SUPPLIED ENTRIES START

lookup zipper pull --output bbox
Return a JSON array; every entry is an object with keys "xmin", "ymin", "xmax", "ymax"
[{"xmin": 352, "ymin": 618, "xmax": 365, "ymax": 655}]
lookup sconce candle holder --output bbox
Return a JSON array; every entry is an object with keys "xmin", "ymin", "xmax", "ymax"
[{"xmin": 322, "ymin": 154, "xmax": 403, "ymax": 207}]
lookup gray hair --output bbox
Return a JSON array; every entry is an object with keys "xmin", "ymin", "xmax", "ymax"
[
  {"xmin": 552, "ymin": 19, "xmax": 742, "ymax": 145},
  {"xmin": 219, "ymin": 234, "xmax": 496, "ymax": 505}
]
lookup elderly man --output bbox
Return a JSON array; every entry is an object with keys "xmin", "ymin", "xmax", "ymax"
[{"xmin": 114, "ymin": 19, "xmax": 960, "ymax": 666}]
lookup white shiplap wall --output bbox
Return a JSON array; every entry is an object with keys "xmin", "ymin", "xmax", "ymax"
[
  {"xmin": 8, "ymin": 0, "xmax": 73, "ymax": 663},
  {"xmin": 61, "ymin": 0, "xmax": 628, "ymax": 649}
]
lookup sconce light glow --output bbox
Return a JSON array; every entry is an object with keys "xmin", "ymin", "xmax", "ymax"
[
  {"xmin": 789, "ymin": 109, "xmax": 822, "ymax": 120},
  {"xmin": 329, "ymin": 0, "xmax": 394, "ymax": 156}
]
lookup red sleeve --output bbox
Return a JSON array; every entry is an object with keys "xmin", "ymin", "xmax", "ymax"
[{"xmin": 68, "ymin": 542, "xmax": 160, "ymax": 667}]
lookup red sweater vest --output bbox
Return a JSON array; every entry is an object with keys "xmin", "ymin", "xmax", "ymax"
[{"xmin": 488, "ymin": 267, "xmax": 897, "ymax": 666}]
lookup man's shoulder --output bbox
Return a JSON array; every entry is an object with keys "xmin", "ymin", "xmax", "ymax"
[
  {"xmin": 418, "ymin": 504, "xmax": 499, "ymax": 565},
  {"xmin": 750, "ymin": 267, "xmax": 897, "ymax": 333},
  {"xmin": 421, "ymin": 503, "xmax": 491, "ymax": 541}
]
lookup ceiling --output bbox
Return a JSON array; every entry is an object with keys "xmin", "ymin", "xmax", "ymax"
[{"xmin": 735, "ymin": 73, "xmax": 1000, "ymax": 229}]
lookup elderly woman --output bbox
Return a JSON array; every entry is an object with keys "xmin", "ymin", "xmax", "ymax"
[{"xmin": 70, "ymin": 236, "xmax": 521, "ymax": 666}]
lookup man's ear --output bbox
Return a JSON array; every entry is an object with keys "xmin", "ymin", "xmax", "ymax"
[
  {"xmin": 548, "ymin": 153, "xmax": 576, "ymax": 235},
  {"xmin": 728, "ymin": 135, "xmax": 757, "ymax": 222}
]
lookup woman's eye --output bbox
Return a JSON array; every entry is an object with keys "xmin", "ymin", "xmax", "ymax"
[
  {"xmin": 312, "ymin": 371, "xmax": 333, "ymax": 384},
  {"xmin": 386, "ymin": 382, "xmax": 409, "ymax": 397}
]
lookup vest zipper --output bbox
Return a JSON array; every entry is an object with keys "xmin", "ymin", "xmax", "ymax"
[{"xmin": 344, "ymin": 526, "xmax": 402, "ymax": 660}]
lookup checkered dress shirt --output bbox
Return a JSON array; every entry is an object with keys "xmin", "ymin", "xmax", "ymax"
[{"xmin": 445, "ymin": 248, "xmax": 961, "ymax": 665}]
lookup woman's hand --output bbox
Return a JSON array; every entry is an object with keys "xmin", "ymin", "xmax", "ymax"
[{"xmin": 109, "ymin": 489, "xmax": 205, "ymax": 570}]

SUPPLIED ENTRIES END

PROBLEM STATEMENT — Would you restate the entries word for word, omitting none?

SOLUTION —
lookup zipper pull --output bbox
Return a JSON array; every entry is an object with keys "xmin", "ymin", "xmax", "ymax"
[{"xmin": 352, "ymin": 618, "xmax": 365, "ymax": 655}]
lookup sconce candle holder --output bbox
Return a JSON array; every entry is an object with keys "xmin", "ymin", "xmax", "ymax"
[{"xmin": 322, "ymin": 154, "xmax": 403, "ymax": 207}]
lookup gray hair --output bbox
Return a JSON array; every entry is an object with keys "xmin", "ymin", "xmax", "ymax"
[
  {"xmin": 552, "ymin": 19, "xmax": 742, "ymax": 145},
  {"xmin": 219, "ymin": 234, "xmax": 496, "ymax": 505}
]
lookup elderly man --output bbox
Return a JSON array; every entry is an object with keys "xmin", "ymin", "xmax", "ymax"
[{"xmin": 114, "ymin": 19, "xmax": 960, "ymax": 666}]
lookup white shiplap wall --output bbox
Return a JSON array; every entry is an object with keys "xmin", "ymin", "xmax", "ymax"
[
  {"xmin": 8, "ymin": 0, "xmax": 73, "ymax": 663},
  {"xmin": 61, "ymin": 0, "xmax": 628, "ymax": 649}
]
lookup sconce light glow --output bbox
Return a JSON array; every entry is an object with keys "xmin", "ymin", "xmax", "ymax"
[
  {"xmin": 789, "ymin": 109, "xmax": 822, "ymax": 120},
  {"xmin": 329, "ymin": 0, "xmax": 394, "ymax": 156}
]
lookup red sleeve --output bbox
Return a JSON array; every entry is an object with keys "xmin", "ymin", "xmax", "ymax"
[{"xmin": 68, "ymin": 542, "xmax": 160, "ymax": 667}]
lookup red sweater vest --output bbox
Return a JSON array; every entry is an object with keys "xmin", "ymin", "xmax", "ymax"
[{"xmin": 488, "ymin": 267, "xmax": 897, "ymax": 666}]
lookup man's shoulder --output bbox
Return a JSON array; every entry is an object with keys "xmin", "ymin", "xmax", "ymax"
[
  {"xmin": 418, "ymin": 504, "xmax": 499, "ymax": 565},
  {"xmin": 750, "ymin": 267, "xmax": 897, "ymax": 333},
  {"xmin": 421, "ymin": 503, "xmax": 491, "ymax": 541}
]
lookup ceiling --output bbox
Return a JSON array; every entry is an object with keys "xmin", "ymin", "xmax", "ymax"
[{"xmin": 735, "ymin": 73, "xmax": 1000, "ymax": 229}]
lookup elderly woman --output bbox
Return a JSON array; every entry is an object with keys "xmin", "ymin", "xmax", "ymax"
[{"xmin": 70, "ymin": 236, "xmax": 521, "ymax": 666}]
lookup man's ear --output bbox
Return a JSON array; every entry is an object with keys "xmin", "ymin", "xmax", "ymax"
[
  {"xmin": 548, "ymin": 153, "xmax": 576, "ymax": 235},
  {"xmin": 728, "ymin": 135, "xmax": 757, "ymax": 222}
]
lookup woman's eye --output bbox
Return a JSON array; every entry is an object with keys "xmin", "ymin", "xmax", "ymax"
[
  {"xmin": 312, "ymin": 371, "xmax": 333, "ymax": 384},
  {"xmin": 386, "ymin": 382, "xmax": 409, "ymax": 397}
]
lookup vest zipper --output bbox
Return a JSON array; every entry is an object with keys "xmin", "ymin", "xmax", "ymax"
[{"xmin": 344, "ymin": 526, "xmax": 402, "ymax": 660}]
lookup checkered dress shirt --output bbox
Return a JSON array; every entry is an object with keys "xmin", "ymin", "xmax", "ymax"
[{"xmin": 445, "ymin": 248, "xmax": 961, "ymax": 665}]
lookup woman's hand --output bbox
Return a JSON array; every entry is an object with keys "xmin", "ymin", "xmax", "ymax"
[{"xmin": 109, "ymin": 489, "xmax": 205, "ymax": 570}]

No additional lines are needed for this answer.